READING TEXT:
•••••
[Date Prev][Date Next][Thread Prev][Thread Next][Date Index][Thread Index]

Re: [Xen-devel] phy disks and vifs timing out in DomU

To: Konrad Rzeszutek Wilk <konrad.wilk@xxxxxxxxxx>
From: Anthony Wright <anthony@xxxxxxxxxxxxxxx>
Date: Sat, 30 Jul 2011 18:05:24 +0100
Cc: Ian Campbell <Ian.Campbell@xxxxxxxxxxxxx>, Todd Deshane <todd.deshane@xxxxxxx>, xen-devel@xxxxxxxxxxxxxxxxxxx
Delivery-date: Sat, 30 Jul 2011 10:07:12 -0700
List-id: Xen developer discussion <xen-devel.lists.xensource.com>

On 29/07/2011 21:01, Konrad Rzeszutek Wilk wrote:
> [Ian, I copied you on this b/c of the netbk issue - read on]
>
>>>>>>> On Thu, Jul 28, 2011 at 7:24 AM, Anthony Wright 
>>>>>>> <anthony@xxxxxxxxxxxxxxx> wrote:
>>>>>>>> I have a 32 bit 3.0 Dom0 kernel running Xen 4.1. I am trying to run a 
>>>>>>>> 32 bit PV DomU with two tap:aio disks, two phy disks & 1 vif. The two 
>>>>>>>> tap:aio disks are working fine, but the phy disks and the vif don't 
>>>>>>>> work and I get the following error messages from the DomU kernel 
>>>>>>>> during boot:
>>>>>>>>
>>>>>>>> [    1.783658] Using IPI No-Shortcut mode
>>>>>>>> [   11.880061] XENBUS: Timeout connecting to device: device/vbd/51729 
>>>>>>>> (state 3)
•••••
DO THIS: According to the mailing-list message, which of the DomU's disks are working fine? This material has nothing to do with the mailing-list message.

Recorded data:
•••••
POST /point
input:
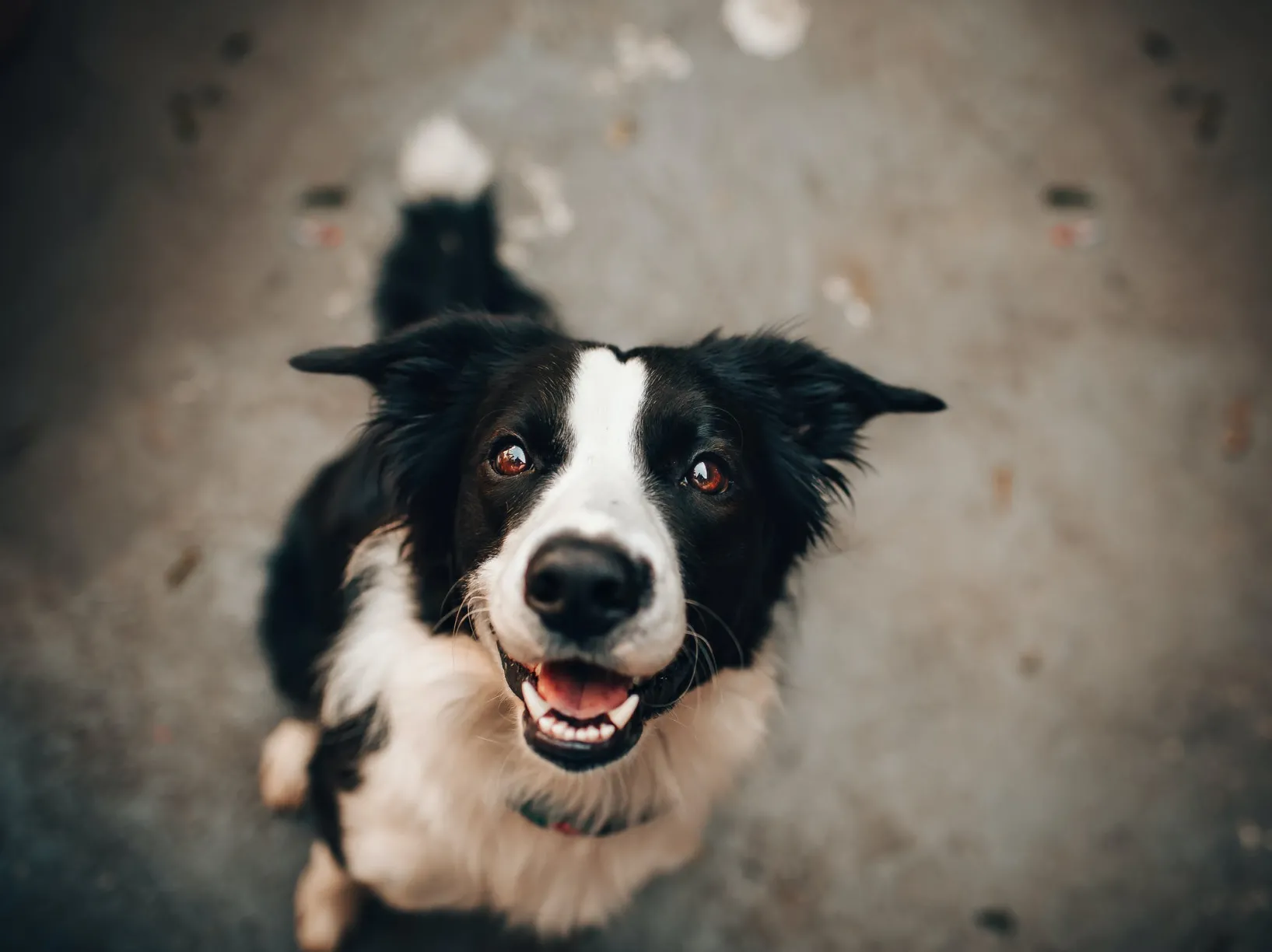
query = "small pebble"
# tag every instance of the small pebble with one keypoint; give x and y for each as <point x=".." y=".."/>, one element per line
<point x="1185" y="96"/>
<point x="1237" y="429"/>
<point x="310" y="233"/>
<point x="621" y="132"/>
<point x="1084" y="233"/>
<point x="184" y="566"/>
<point x="1251" y="837"/>
<point x="1004" y="483"/>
•••••
FINAL ANSWER: The two tap:aio disks.